» Data extract
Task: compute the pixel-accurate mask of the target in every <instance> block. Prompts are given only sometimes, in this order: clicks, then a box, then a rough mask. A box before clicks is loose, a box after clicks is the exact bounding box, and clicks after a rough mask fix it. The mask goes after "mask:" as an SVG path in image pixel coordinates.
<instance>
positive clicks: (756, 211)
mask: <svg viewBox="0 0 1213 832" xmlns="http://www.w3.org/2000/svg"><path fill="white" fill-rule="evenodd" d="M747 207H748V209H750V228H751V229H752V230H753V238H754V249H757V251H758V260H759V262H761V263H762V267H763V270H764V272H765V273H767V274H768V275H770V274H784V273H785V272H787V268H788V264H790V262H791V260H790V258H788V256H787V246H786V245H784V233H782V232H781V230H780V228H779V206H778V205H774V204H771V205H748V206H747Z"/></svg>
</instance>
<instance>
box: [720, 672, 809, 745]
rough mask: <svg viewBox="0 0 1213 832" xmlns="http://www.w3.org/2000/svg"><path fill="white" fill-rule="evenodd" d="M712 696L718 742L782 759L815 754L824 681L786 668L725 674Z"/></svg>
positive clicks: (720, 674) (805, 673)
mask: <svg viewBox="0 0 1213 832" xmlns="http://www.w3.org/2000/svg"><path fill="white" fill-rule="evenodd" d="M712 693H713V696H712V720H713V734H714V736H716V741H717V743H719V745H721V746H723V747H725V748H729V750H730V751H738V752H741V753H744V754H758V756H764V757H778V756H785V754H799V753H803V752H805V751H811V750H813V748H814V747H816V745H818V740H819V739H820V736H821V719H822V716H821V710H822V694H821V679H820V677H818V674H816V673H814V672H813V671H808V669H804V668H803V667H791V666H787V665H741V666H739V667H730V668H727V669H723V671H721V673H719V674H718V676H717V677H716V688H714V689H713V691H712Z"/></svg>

» To do
Could you repeat every line of the records above, character for character, with nothing changed?

» Solution for this problem
Task: compute the pixel-accurate mask of the target in every <instance> block. Prompts are given only sometimes, in this order: clicks, then a box, then a rough mask. A box before clicks is loose, a box after clicks is the exact bounding box, and clicks after a rough mask fix it. The mask goes after "mask:" as an SVG path in image pixel coordinates.
<instance>
positive clicks: (756, 211)
mask: <svg viewBox="0 0 1213 832" xmlns="http://www.w3.org/2000/svg"><path fill="white" fill-rule="evenodd" d="M747 207H748V209H750V228H751V229H752V230H753V238H754V249H757V251H758V260H759V262H761V263H762V267H763V270H764V272H765V273H767V274H768V275H770V274H784V273H785V272H787V268H788V264H790V262H791V260H790V258H788V256H787V246H786V245H784V233H782V232H781V230H780V228H779V206H778V205H774V204H771V205H748V206H747Z"/></svg>
</instance>
<instance>
box: [720, 672, 809, 745]
rough mask: <svg viewBox="0 0 1213 832" xmlns="http://www.w3.org/2000/svg"><path fill="white" fill-rule="evenodd" d="M712 696L718 742L782 759L815 754L824 681L786 668L725 674Z"/></svg>
positive clicks: (720, 674) (805, 673)
mask: <svg viewBox="0 0 1213 832" xmlns="http://www.w3.org/2000/svg"><path fill="white" fill-rule="evenodd" d="M712 693H713V696H712V720H713V734H714V736H716V741H717V743H719V745H721V746H723V747H725V748H729V750H730V751H738V752H741V753H744V754H758V756H764V757H778V756H785V754H799V753H803V752H805V751H811V750H813V748H814V747H816V745H818V740H819V739H820V736H821V719H822V716H821V710H822V694H821V679H820V677H818V674H816V673H814V672H813V671H808V669H804V668H803V667H791V666H787V665H741V666H739V667H730V668H727V669H723V671H721V673H719V674H718V676H717V677H716V688H714V689H713V691H712Z"/></svg>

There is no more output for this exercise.